Copy everything from the start of the listing down through the line containing "[49,87,67,126]", keeping each line unchanged. Leave the pictures out of your answer.
------ Data rows
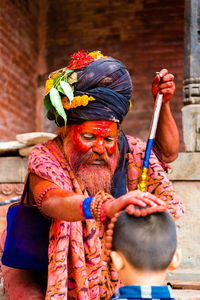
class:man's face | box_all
[64,121,119,195]
[71,121,117,158]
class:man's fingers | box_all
[162,74,174,82]
[158,81,175,91]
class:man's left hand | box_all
[152,69,176,103]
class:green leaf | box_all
[57,85,65,95]
[65,69,74,75]
[60,80,74,105]
[43,93,53,116]
[53,74,63,87]
[49,87,67,126]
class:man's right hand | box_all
[105,190,166,218]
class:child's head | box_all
[111,211,180,284]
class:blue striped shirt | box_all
[110,285,175,300]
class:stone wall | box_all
[0,0,38,141]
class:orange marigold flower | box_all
[62,95,95,110]
[89,51,104,60]
[67,50,94,70]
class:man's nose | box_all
[93,138,106,154]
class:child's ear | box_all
[110,251,124,271]
[168,249,182,271]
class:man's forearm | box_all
[156,102,179,163]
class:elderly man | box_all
[0,51,183,300]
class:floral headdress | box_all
[44,50,104,126]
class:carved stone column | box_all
[182,0,200,152]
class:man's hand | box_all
[105,190,166,218]
[152,69,176,103]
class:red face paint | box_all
[70,121,118,156]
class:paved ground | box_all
[0,283,200,300]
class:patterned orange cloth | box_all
[28,137,184,300]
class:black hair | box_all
[112,211,177,271]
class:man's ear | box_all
[110,251,124,271]
[168,249,182,271]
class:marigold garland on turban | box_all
[44,50,104,125]
[44,50,132,126]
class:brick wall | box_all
[0,0,184,150]
[46,0,184,150]
[0,0,38,141]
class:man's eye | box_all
[82,132,95,141]
[104,135,115,143]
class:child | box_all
[111,211,181,300]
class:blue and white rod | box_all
[137,93,163,192]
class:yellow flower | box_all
[45,79,53,94]
[88,51,104,60]
[62,95,95,110]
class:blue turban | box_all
[48,57,132,198]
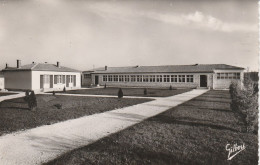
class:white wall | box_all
[4,71,32,90]
[32,71,81,90]
[0,77,5,89]
[213,70,244,89]
[91,73,213,88]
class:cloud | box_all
[89,4,258,32]
[182,11,257,32]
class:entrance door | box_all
[50,75,53,88]
[200,75,207,87]
[95,76,98,85]
[40,75,43,89]
[66,75,70,87]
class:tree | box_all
[28,91,37,110]
[118,88,124,98]
[229,79,258,133]
[144,88,147,95]
[24,90,30,102]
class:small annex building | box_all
[2,60,81,91]
[82,64,244,89]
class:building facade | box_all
[3,60,81,91]
[0,72,5,91]
[82,64,244,89]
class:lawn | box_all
[48,91,258,165]
[54,87,191,97]
[0,95,151,135]
[0,92,16,97]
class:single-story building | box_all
[82,64,244,89]
[2,60,81,91]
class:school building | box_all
[82,64,244,89]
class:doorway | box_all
[95,76,98,85]
[200,75,208,87]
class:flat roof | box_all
[83,64,244,74]
[3,63,80,72]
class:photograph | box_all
[0,0,260,165]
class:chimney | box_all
[17,60,21,68]
[57,61,60,68]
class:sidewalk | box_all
[0,89,207,165]
[0,92,25,102]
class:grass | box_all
[48,91,258,165]
[55,87,191,97]
[0,92,16,97]
[0,95,151,135]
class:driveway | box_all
[0,89,207,165]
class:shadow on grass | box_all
[181,104,234,113]
[192,98,230,104]
[27,135,93,153]
[148,115,240,132]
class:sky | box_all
[0,0,259,71]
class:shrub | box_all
[229,82,238,99]
[28,91,37,110]
[229,80,258,133]
[118,88,124,98]
[23,90,30,102]
[144,88,147,95]
[54,104,62,109]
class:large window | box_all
[103,75,107,82]
[150,75,156,82]
[131,75,136,82]
[179,75,185,82]
[143,75,149,82]
[136,75,143,82]
[186,75,193,82]
[217,73,240,79]
[108,75,113,82]
[69,75,73,83]
[119,75,124,82]
[125,75,130,82]
[54,75,62,84]
[84,74,91,79]
[156,75,162,82]
[113,75,118,82]
[163,75,170,82]
[43,75,50,84]
[171,75,178,82]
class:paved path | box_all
[40,93,157,99]
[0,92,25,102]
[0,89,207,165]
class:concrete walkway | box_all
[0,89,207,165]
[40,93,157,99]
[0,92,25,102]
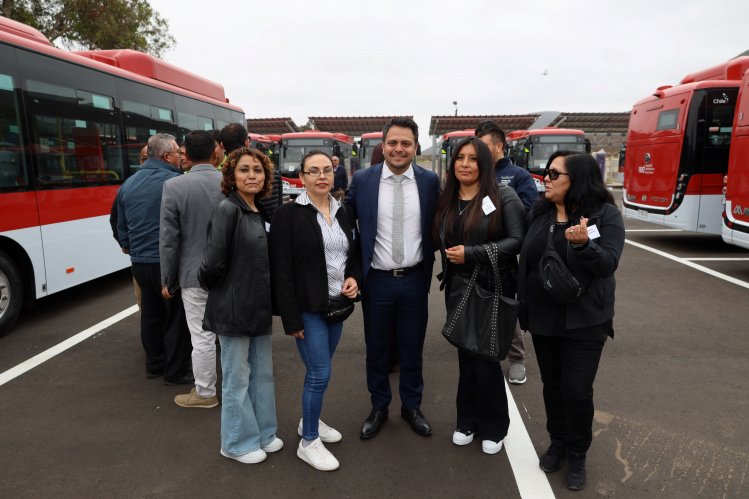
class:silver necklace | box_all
[458,199,471,216]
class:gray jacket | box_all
[159,164,224,291]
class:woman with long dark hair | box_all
[518,151,624,490]
[434,137,525,454]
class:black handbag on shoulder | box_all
[538,215,585,305]
[325,295,354,324]
[442,243,519,362]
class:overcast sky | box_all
[151,0,749,144]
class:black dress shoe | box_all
[401,407,432,437]
[359,409,388,440]
[164,376,195,386]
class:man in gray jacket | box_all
[159,131,224,408]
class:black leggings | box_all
[532,332,606,453]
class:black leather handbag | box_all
[442,243,519,362]
[325,295,354,324]
[538,217,585,305]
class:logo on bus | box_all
[713,92,730,104]
[733,204,749,217]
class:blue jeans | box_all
[219,335,278,456]
[296,312,343,440]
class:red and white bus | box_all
[506,127,590,191]
[357,132,382,170]
[279,130,354,196]
[0,17,244,333]
[622,57,749,234]
[721,70,749,249]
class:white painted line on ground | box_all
[624,229,684,232]
[624,239,749,289]
[0,305,138,386]
[684,258,749,262]
[505,381,555,499]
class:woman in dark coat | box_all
[198,147,283,463]
[518,151,624,490]
[434,137,525,454]
[271,151,361,471]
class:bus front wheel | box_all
[0,251,23,335]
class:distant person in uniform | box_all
[331,156,348,201]
[109,145,148,309]
[159,130,224,408]
[117,133,194,385]
[476,121,538,385]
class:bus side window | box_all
[0,73,29,189]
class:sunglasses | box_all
[544,168,569,180]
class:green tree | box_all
[2,0,174,57]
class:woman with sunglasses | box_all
[518,151,624,490]
[434,137,525,454]
[271,151,361,471]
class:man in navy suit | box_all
[346,118,439,439]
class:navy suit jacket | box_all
[346,163,439,292]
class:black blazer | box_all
[270,202,361,334]
[198,191,272,336]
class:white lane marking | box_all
[684,258,749,262]
[0,305,138,386]
[624,229,684,232]
[624,239,749,289]
[505,381,555,499]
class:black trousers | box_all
[455,349,510,442]
[132,262,192,380]
[532,332,606,453]
[362,270,428,409]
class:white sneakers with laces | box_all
[296,437,340,471]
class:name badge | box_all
[588,225,601,239]
[481,196,497,215]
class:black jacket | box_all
[518,203,624,333]
[439,187,526,296]
[198,192,272,336]
[270,202,361,334]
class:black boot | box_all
[564,451,585,490]
[538,440,566,473]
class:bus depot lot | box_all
[0,220,749,498]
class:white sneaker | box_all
[453,430,473,445]
[296,438,340,471]
[221,449,268,464]
[263,437,283,452]
[481,440,503,454]
[297,419,343,444]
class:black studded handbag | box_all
[442,243,520,362]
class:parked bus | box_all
[721,66,749,249]
[505,127,590,191]
[0,17,244,333]
[279,130,354,197]
[622,57,749,234]
[358,132,382,170]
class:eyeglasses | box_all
[544,168,569,180]
[302,168,333,178]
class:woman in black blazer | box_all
[270,151,361,471]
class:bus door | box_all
[625,102,687,230]
[676,88,738,234]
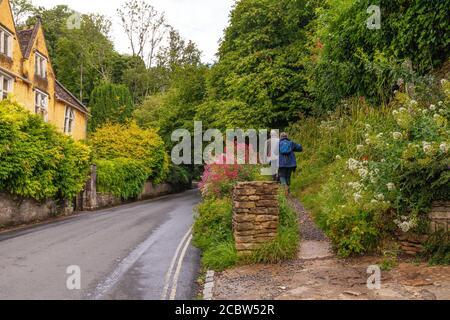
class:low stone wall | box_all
[233,182,280,255]
[76,165,182,211]
[430,201,450,233]
[0,192,73,228]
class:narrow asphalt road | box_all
[0,190,200,300]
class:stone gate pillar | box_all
[233,181,280,255]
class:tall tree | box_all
[117,0,169,67]
[10,0,37,28]
[157,28,201,70]
[89,83,134,132]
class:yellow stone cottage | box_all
[0,0,88,140]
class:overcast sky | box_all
[32,0,234,62]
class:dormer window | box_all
[0,73,13,100]
[64,106,75,134]
[34,53,47,79]
[0,27,13,58]
[35,90,48,122]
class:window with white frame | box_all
[34,52,47,79]
[64,106,75,133]
[0,73,13,100]
[35,90,48,121]
[0,27,13,58]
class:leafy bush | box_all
[425,231,450,265]
[250,195,300,263]
[89,83,134,132]
[90,123,169,184]
[96,158,150,199]
[193,198,238,270]
[292,80,450,256]
[0,100,91,200]
[200,145,262,198]
[305,0,450,113]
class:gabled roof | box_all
[55,80,88,114]
[17,19,41,59]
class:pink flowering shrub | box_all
[200,145,261,198]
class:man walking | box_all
[278,132,303,195]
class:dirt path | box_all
[214,200,450,300]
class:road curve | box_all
[0,190,200,300]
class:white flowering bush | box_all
[294,81,450,256]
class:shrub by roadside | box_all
[0,100,91,200]
[89,123,169,199]
[193,146,299,271]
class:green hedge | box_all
[0,100,91,200]
[96,158,150,199]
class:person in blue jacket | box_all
[278,132,303,193]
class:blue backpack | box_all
[280,140,294,156]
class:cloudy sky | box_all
[32,0,234,62]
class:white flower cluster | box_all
[392,132,403,140]
[439,142,449,153]
[422,141,433,155]
[394,216,417,233]
[386,182,396,191]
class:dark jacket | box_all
[280,138,303,168]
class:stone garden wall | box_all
[397,201,450,256]
[233,182,280,255]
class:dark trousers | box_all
[278,168,295,186]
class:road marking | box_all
[161,227,192,300]
[170,234,192,300]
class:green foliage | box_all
[0,100,91,200]
[89,83,134,132]
[292,80,450,256]
[249,195,300,263]
[134,65,207,146]
[193,198,238,271]
[96,158,151,199]
[198,0,315,128]
[306,0,450,113]
[90,123,169,183]
[425,231,450,265]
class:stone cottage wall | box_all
[233,182,280,255]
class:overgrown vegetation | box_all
[90,123,169,199]
[0,100,91,200]
[193,148,299,270]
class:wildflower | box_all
[375,193,385,201]
[422,141,433,154]
[358,169,369,179]
[439,142,448,153]
[353,192,362,202]
[386,182,395,191]
[392,132,403,140]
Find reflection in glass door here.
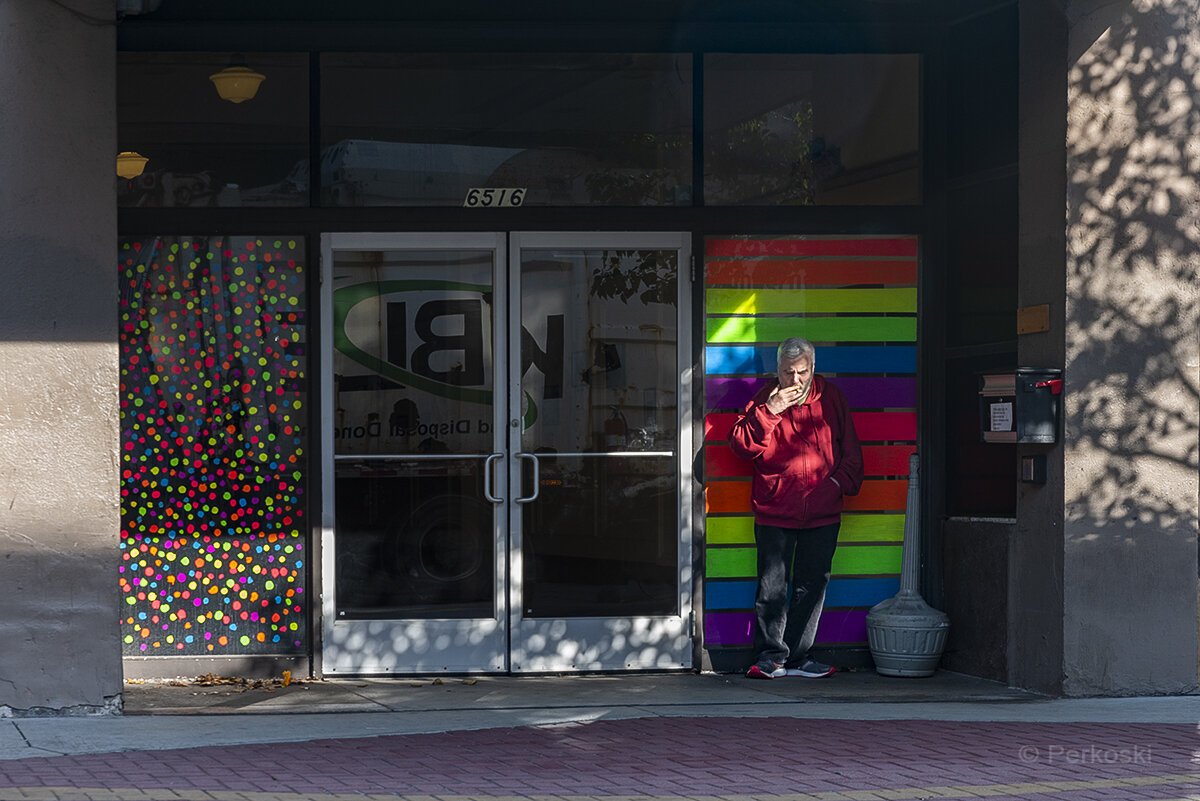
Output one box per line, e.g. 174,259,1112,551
509,234,691,671
322,234,508,674
322,234,691,674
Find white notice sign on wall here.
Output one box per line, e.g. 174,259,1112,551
990,403,1013,432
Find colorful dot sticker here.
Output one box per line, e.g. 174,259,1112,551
118,236,307,656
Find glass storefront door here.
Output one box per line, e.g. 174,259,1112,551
322,234,691,674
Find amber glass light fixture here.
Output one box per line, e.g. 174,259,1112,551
209,53,266,103
116,150,150,180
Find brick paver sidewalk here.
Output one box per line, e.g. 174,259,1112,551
0,717,1200,801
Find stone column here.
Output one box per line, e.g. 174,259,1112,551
0,0,121,717
1065,0,1200,695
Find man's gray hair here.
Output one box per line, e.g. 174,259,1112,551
775,337,817,373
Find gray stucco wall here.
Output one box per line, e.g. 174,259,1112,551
0,0,121,716
1062,0,1200,694
1008,0,1067,693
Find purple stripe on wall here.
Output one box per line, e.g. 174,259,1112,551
704,378,917,411
704,609,866,648
704,612,754,648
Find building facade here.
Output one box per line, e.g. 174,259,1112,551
0,0,1200,712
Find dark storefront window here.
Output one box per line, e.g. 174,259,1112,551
944,6,1020,518
320,54,692,206
118,236,308,656
116,53,308,206
704,54,920,206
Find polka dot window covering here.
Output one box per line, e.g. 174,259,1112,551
118,236,308,656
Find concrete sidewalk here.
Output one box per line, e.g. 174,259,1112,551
0,673,1200,770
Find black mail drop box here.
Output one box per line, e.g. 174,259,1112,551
979,367,1062,445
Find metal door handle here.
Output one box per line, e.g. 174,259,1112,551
517,453,541,504
484,453,504,504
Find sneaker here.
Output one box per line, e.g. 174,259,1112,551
746,662,787,679
787,660,838,679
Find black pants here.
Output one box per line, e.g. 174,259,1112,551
754,523,841,667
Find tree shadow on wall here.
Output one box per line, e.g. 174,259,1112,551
1066,0,1200,544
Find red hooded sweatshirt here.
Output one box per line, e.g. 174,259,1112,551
730,375,863,529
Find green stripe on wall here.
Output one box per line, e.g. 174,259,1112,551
833,546,900,576
704,288,917,314
706,317,917,343
704,546,900,578
704,548,758,578
704,513,904,546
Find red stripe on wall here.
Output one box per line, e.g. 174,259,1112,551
854,411,917,442
704,236,917,258
704,260,917,289
704,411,917,442
863,445,917,476
704,471,908,514
704,445,917,478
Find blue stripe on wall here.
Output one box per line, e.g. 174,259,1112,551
704,577,900,609
704,345,917,375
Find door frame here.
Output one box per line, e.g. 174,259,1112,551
505,231,695,673
314,233,509,675
313,230,696,675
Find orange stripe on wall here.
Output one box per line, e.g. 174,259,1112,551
704,411,917,442
704,236,917,257
704,445,917,478
704,259,917,289
704,478,908,514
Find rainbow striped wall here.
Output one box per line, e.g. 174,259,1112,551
704,236,917,650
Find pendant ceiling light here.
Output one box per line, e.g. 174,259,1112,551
116,150,150,180
209,53,266,103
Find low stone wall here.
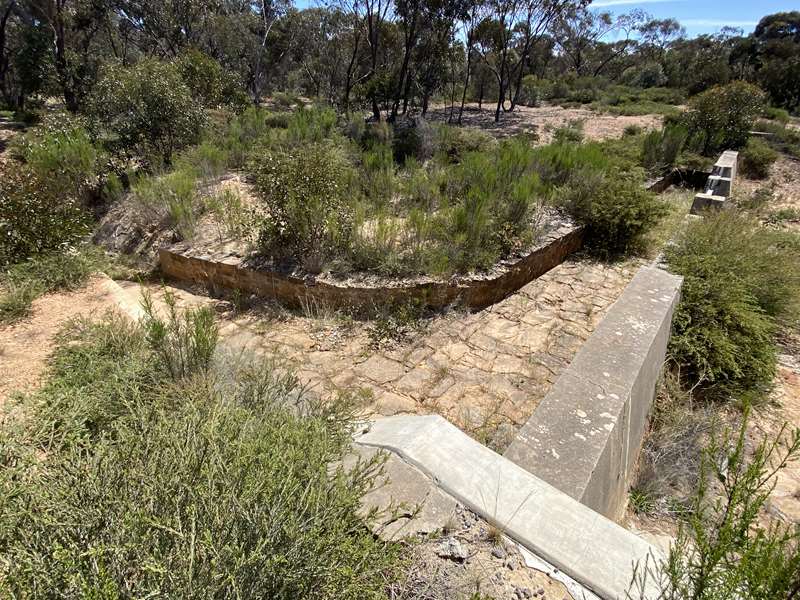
------------
→ **Exercise result**:
class:man's face | box_all
[64,121,119,195]
[71,121,117,158]
class:man's fingers | box_all
[162,74,174,82]
[158,81,175,91]
class:man's left hand | box_all
[152,69,176,103]
class:green leaf | box_all
[57,85,65,95]
[65,69,74,75]
[60,80,74,105]
[43,93,53,116]
[53,74,63,87]
[49,87,67,126]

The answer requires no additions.